**The records**

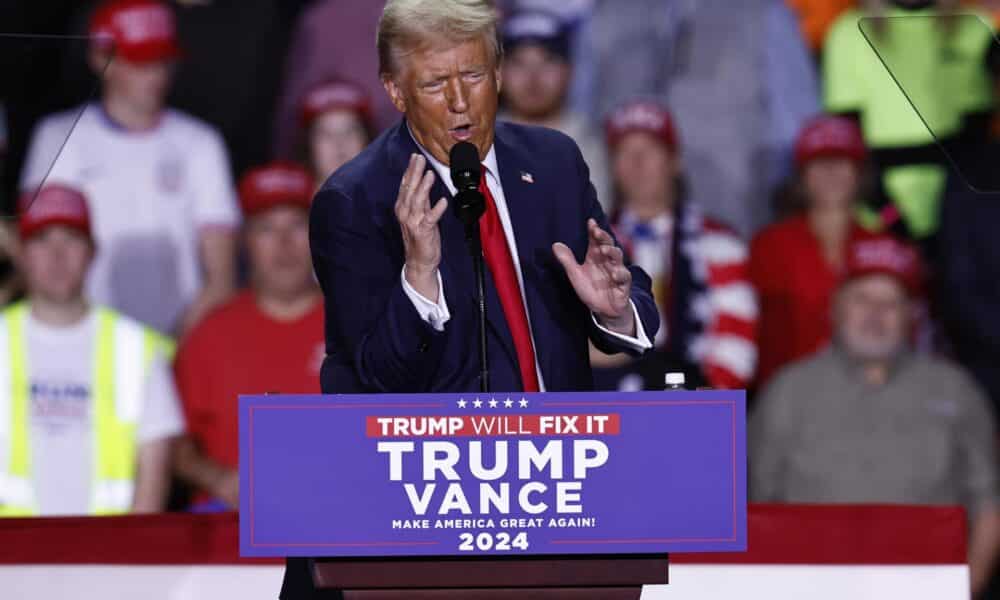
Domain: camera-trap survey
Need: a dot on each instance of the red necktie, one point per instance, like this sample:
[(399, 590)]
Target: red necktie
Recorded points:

**Brief**
Print every one of the rows above word for word, leaving out the pictures.

**Response for this exercise**
Domain: camera-trap survey
Need: a dot on each instance of the red necktie, one point per instance, like this sample:
[(399, 590)]
Target: red necktie
Recorded points:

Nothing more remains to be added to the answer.